# TASK OBJECTIVE
Reproduce everything in the listing from the line containing "Curation note — class label: dirt trail" down to the line containing "[81,122,120,214]", with both of those lines included, and nothing else.

# RAW DATA
§ §

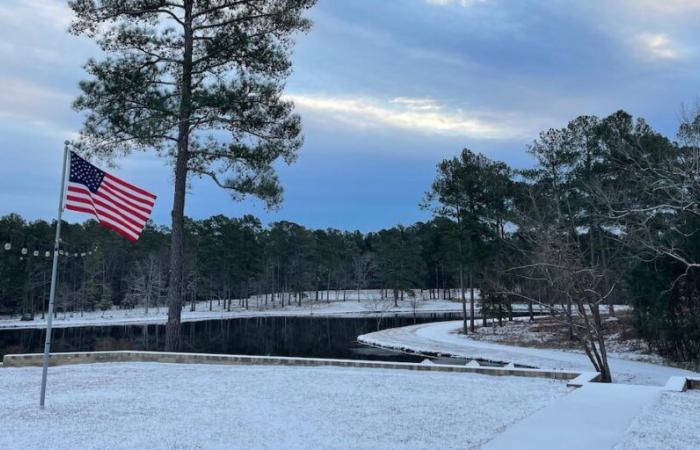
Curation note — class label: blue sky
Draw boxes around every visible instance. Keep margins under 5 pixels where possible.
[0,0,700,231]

§ §

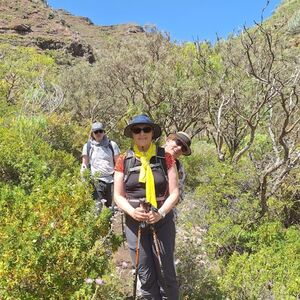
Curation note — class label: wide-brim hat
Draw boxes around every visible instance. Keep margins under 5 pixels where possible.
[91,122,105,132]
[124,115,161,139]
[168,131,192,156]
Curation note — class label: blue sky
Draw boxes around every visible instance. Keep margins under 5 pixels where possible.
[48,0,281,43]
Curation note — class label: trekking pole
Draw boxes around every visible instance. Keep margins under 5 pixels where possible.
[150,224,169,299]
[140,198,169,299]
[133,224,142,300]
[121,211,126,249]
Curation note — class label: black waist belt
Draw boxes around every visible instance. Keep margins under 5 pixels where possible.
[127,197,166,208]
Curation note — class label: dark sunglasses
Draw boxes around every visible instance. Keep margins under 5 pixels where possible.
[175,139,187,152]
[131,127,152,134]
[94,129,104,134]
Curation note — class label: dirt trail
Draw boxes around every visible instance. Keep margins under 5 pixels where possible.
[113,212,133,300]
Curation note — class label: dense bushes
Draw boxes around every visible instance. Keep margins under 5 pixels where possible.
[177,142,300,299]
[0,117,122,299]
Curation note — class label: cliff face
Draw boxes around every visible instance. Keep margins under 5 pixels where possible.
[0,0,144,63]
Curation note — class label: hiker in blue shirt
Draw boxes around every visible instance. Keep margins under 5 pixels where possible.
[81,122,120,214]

§ §

# ANSWER IN FULL
Curation note — class label: dirt trail
Draw boxes around every visible instance. Keep margins under 5 pixels where possible.
[113,212,133,300]
Curation note — class label: dense bushes
Draw boxes around every visible instance. Keep margins under 5 pixels where possible.
[177,142,300,299]
[0,117,122,299]
Curation note — class label: cliff face
Draw boxes around every visible instance. Keep margins under 5 pixels where possible.
[0,0,144,63]
Curation note — class label: hiker in blue shirt
Draw boxes around every visible instance. Keep margins under 5 pixels where possible.
[81,122,120,214]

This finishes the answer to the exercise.